** Exercise aim **
Copy the data below line for line, keeping every word, number, and punctuation mark unchanged.

· · · ·

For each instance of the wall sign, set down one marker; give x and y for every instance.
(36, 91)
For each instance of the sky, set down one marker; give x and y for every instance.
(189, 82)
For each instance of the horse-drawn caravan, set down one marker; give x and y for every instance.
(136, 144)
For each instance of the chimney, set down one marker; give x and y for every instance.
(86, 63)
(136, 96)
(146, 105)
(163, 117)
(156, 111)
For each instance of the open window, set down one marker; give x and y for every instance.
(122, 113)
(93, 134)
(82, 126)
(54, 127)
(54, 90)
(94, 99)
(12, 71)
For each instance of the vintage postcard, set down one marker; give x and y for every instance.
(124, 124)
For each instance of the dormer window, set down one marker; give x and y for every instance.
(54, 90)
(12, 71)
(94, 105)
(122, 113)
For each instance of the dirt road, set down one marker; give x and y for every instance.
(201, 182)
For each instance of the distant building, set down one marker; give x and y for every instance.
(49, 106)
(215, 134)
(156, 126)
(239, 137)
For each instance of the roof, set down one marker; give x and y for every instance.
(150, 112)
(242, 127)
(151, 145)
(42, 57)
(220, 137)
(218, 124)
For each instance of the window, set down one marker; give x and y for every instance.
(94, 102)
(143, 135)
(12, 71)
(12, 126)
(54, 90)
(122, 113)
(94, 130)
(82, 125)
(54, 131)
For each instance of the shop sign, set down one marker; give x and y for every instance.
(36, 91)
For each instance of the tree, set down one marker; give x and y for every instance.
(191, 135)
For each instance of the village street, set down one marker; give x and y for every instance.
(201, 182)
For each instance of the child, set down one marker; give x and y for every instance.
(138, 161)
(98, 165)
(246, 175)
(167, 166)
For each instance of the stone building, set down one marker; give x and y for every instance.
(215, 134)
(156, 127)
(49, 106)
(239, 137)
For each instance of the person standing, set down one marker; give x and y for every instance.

· · · ·

** Answer to this problem **
For each instance of the wall sign, set down one marker; give x and y for every instance.
(36, 91)
For each instance of the sky, set down one marker; give x and y for every instance.
(189, 82)
For each instance of the horse-drawn caravan, set down one marker; give x and y for every instance.
(136, 144)
For each instance of the chimney, set down one marker; give x and y for every instance.
(86, 63)
(136, 96)
(146, 105)
(163, 117)
(156, 111)
For each instance of the open window, set down one marker; give x and y for every instance.
(122, 113)
(93, 134)
(82, 126)
(54, 127)
(54, 90)
(94, 99)
(12, 71)
For each instance of the vintage postcard, set down one marker; give x and y for every instance.
(124, 124)
For each instance of the dormer window, set down one marker; give x and y for every instance.
(54, 90)
(12, 71)
(94, 105)
(122, 113)
For each instance of the dirt road, set down one marker; give x and y for every instance.
(201, 182)
For each instance of the distant building, set down one marker; give x and y for every instance.
(49, 106)
(215, 134)
(156, 126)
(239, 137)
For each instance of the roof, set down one marker; give x and y for every instance.
(150, 112)
(242, 127)
(151, 145)
(42, 57)
(220, 137)
(218, 124)
For each instance of the window, set down one marker; give x and y for every instance.
(94, 102)
(143, 135)
(12, 71)
(12, 126)
(54, 90)
(122, 113)
(94, 130)
(82, 125)
(54, 131)
For each instance of the shop sign, set down one marker; give x and y for every instance.
(36, 91)
For each instance of the tree, set down one marker; give x and y for every instance.
(191, 135)
For each instance of the village street, set down one marker; give x and y for every instance.
(201, 182)
For each instance of the child, set down one marker; give x and y for every instance.
(138, 161)
(98, 165)
(246, 175)
(167, 166)
For each instance of the stone building, set down one marker; give x and y for every instance.
(215, 134)
(156, 127)
(49, 106)
(239, 137)
For each instance of the person standing, set down one marker; give x and y for every instance.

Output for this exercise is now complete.